Please write out the listing again from its start up to and including the line with "(1088, 247)", keeping every line but offsetting each point coordinate by adding 32 to both numbers. Leave the pictures out.

» Stored rows
○ ○ ○ ○
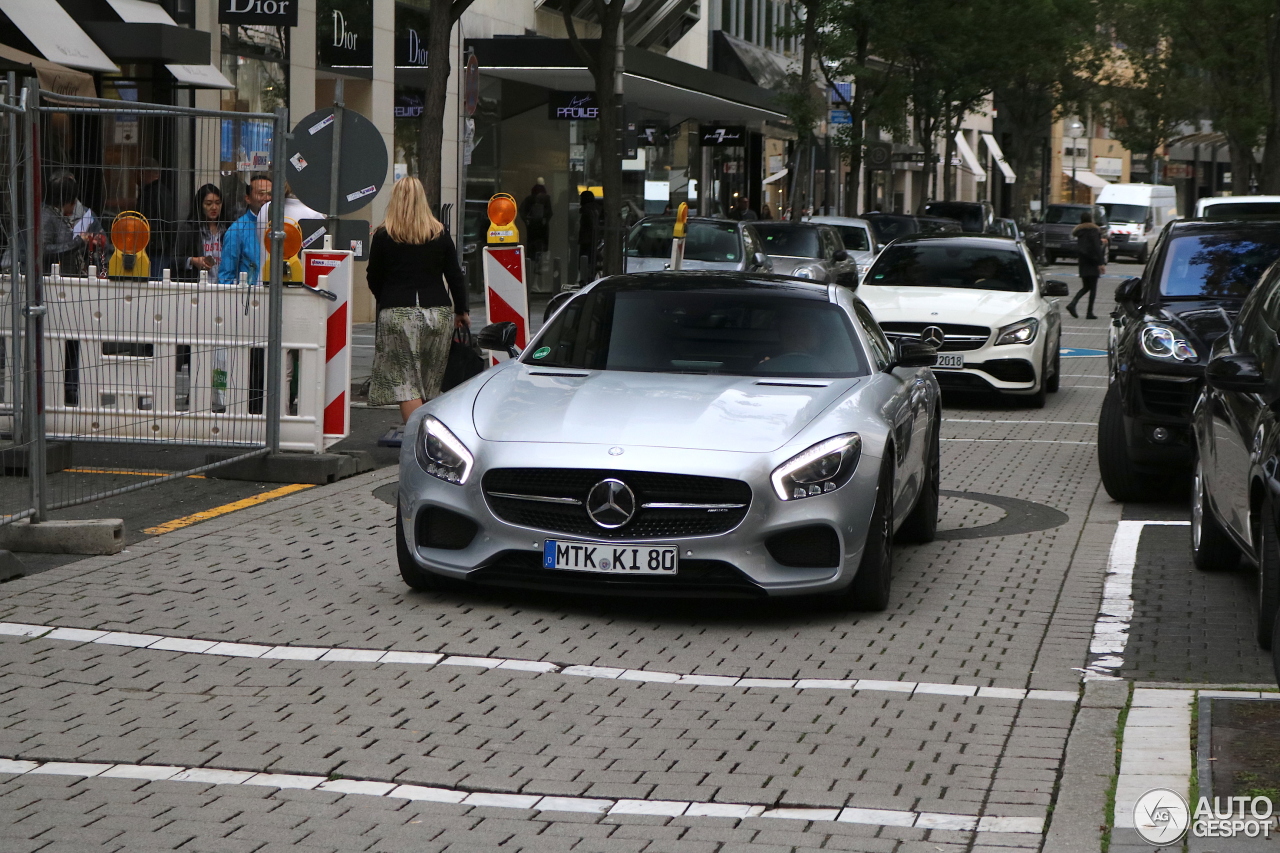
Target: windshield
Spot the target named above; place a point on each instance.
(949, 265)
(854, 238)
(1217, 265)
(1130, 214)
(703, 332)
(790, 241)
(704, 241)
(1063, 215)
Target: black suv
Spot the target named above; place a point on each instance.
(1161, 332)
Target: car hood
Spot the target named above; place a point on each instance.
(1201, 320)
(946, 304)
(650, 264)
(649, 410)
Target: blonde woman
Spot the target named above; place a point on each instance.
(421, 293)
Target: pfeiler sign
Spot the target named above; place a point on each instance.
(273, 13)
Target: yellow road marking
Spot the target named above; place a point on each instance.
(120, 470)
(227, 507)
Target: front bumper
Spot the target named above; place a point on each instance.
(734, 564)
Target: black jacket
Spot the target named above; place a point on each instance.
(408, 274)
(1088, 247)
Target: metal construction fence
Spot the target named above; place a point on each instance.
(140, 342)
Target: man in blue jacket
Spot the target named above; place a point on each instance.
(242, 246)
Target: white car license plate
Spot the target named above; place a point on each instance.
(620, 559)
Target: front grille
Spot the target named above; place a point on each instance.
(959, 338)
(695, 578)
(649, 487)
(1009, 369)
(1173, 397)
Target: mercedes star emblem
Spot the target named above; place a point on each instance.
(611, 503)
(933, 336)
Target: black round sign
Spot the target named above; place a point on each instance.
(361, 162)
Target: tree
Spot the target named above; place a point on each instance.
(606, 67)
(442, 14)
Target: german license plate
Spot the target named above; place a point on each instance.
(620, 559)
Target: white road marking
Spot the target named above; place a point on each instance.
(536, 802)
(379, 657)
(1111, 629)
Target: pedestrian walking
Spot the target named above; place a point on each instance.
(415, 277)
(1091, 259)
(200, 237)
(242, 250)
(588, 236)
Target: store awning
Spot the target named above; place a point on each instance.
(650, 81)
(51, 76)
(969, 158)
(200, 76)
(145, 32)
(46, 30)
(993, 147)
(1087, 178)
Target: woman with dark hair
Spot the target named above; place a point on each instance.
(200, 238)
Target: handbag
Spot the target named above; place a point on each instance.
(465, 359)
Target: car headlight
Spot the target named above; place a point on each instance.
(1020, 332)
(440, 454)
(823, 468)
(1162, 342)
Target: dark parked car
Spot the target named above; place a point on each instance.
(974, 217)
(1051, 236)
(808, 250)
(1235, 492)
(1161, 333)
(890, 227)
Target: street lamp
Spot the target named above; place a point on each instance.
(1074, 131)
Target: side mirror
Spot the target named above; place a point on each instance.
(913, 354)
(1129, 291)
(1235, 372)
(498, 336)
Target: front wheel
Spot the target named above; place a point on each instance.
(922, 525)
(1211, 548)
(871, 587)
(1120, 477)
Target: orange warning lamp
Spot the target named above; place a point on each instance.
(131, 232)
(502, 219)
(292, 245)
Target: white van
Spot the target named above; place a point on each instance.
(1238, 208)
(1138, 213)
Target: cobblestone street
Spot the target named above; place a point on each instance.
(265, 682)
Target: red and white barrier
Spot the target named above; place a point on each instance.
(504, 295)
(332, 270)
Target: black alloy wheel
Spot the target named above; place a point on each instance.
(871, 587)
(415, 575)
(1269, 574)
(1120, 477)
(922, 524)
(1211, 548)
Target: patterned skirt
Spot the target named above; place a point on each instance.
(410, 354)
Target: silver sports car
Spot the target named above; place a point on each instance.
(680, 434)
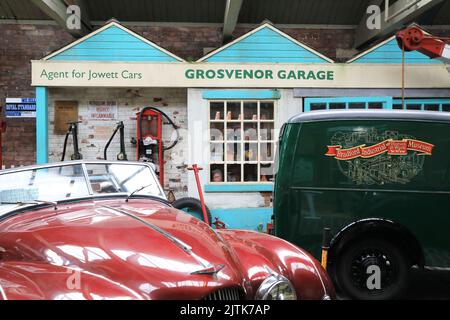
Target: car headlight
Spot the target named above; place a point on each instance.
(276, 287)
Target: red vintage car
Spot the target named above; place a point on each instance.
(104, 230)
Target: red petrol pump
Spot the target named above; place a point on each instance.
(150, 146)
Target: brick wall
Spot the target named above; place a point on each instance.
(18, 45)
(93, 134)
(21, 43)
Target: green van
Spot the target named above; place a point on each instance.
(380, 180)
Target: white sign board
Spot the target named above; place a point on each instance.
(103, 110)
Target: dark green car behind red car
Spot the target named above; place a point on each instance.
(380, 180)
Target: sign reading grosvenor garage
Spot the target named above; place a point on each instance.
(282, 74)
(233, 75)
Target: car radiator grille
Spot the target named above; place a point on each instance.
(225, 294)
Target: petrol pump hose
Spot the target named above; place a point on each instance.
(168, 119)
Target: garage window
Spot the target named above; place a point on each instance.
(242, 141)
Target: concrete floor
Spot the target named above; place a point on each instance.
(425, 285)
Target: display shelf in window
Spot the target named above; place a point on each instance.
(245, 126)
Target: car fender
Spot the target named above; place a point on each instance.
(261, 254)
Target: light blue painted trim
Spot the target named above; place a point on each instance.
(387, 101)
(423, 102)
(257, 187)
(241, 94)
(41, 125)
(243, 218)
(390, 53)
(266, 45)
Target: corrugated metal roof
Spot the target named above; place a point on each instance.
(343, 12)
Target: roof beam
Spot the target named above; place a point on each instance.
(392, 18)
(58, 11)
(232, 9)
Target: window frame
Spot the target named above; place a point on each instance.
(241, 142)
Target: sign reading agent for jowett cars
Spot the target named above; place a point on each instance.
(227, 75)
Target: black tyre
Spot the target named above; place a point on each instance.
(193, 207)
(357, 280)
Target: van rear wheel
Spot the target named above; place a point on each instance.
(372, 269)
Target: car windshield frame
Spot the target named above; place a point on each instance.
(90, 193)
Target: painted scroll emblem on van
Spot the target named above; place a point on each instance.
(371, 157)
○ ○ ○ ○
» Exercise response
Target: windshield
Spot the target named above; place a point on each instance.
(981, 297)
(886, 270)
(1249, 297)
(1162, 246)
(735, 364)
(822, 273)
(736, 273)
(1095, 247)
Target: black suv
Spot the target named above; place a point on each instance.
(1193, 364)
Target: car hood
Spot the target named above; place a point on each instance.
(1233, 352)
(978, 336)
(682, 296)
(681, 442)
Target: blonde woman
Spot the target named above; place a point on each instance.
(453, 325)
Target: pfeiler sign
Spot the target named above; place a point on each instance.
(305, 45)
Target: yellow road marking
Spot the target named above; place a point on each instance.
(152, 502)
(259, 539)
Target: front bumper
Spot the target named above; place a point on each instance.
(766, 596)
Target: black jacket
Spot the target named above; place a point on each instance.
(440, 306)
(1120, 279)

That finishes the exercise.